> _WHAT TO DO_
[A] Using the reactants flashcards, decide whether each statement agrees with them: (i) feedstocks are usually purified before use; (ii) at the same temperature and pressure, the molar volume differs from one gas to another; (iii) energy requirements are one factor in designing an industrial process. Answer yes or no for each and quote the deciding words.
[B] In one to three sentences, explain why the reactants flashcards can give one molar volume for any gas at room temperature and pressure.

> _STUDY TEXT_
——————
Unit 2 - Getting The Most From Reactants Flashcards
Feedstocks
Feedstocks are the reactants for a chemical reaction. Feedstocks are usually extracted from raw materials and then purified before use.
Raw Material
A raw material is a substance available naturally in the Earth’s crust i.e in the ground, sea, atmosphere, or living material
Factors influencing industrial process design
- availability, sustainability and cost of feedstock(s)
- opportunities for recycling
- energy requirements
- marketability of by-products
- product yield
Environmental Considerations
Modern chemical plants are designed to minimise waste and to avoid the use and production of toxic substances. The air and water quantity in the vicinity of chemical plants is monitored regularly.
Products are also designed to be biodegradable where possible.
Molar Volumes of Gases
The molar volume is the volume occupied by one mole of a gas at a certain temperature and pressure. The molar volume is the same for all gases at the same temperature and pressure. The units are litres per mol (l mol-1).
At room temperature and pressure (abount 25°C adn 1 atmosphere pressure) the molar volume of any gas is about 24 litres per mole.
——————
> _DATA UNDER STUDY_
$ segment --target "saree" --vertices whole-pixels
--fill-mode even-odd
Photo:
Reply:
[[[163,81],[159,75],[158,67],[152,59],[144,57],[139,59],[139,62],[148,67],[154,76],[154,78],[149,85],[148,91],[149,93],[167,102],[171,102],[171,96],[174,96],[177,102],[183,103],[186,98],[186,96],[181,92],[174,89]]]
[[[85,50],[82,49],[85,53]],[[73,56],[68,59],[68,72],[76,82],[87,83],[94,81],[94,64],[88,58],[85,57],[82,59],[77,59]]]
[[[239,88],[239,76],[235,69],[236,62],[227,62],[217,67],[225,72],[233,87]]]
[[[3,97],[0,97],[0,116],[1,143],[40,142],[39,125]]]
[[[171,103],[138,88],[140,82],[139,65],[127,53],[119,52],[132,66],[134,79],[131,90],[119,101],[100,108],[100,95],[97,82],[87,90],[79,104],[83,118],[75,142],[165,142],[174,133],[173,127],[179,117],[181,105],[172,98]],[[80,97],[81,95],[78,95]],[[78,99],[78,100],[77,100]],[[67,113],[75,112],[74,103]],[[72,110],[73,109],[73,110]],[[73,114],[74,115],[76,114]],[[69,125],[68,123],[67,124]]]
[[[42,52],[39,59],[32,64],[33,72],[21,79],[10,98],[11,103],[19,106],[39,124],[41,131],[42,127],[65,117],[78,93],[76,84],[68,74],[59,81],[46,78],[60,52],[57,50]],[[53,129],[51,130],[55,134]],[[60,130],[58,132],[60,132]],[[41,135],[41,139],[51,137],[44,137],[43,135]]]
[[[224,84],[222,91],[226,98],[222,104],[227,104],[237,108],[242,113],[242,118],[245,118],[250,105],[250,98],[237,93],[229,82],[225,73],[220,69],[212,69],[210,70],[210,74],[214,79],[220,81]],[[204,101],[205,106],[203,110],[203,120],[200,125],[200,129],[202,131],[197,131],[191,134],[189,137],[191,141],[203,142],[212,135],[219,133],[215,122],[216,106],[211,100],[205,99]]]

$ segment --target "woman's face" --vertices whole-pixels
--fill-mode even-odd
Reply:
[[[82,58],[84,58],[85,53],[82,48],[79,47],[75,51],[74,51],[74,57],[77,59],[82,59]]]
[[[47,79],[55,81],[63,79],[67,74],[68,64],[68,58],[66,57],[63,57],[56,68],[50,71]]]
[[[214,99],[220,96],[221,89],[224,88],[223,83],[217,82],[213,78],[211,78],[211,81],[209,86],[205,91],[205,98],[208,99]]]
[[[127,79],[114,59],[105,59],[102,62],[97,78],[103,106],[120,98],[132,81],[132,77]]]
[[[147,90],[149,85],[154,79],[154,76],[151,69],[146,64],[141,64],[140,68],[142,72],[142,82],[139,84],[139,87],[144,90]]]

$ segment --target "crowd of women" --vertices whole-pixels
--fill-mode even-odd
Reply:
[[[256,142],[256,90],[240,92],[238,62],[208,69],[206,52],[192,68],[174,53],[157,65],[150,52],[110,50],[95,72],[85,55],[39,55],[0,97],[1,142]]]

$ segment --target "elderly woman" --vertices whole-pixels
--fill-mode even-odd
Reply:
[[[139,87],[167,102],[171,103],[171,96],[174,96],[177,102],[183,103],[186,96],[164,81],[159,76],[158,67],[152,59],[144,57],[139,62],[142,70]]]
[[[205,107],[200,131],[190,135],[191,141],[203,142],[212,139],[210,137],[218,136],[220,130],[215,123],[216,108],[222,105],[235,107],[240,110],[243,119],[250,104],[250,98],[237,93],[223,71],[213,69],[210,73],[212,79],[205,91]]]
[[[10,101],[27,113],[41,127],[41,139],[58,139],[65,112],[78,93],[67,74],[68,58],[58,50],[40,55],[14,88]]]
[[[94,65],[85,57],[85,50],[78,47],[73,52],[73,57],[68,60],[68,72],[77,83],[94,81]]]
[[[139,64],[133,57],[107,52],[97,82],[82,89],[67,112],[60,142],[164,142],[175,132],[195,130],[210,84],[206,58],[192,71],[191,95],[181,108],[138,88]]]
——————
> _EXERCISE RESPONSES_
[A]
(i) Yes: "Feedstocks are usually extracted from raw materials and then purified before use."
(ii) No: "The molar volume is the same for all gases at the same temperature and pressure."
(iii) Yes: "energy requirements"

[B] The molar volume is the same for all gases at the same temperature and pressure, so a single value applies to every gas under those conditions. At room temperature and pressure, that value is about 24 litres per mole.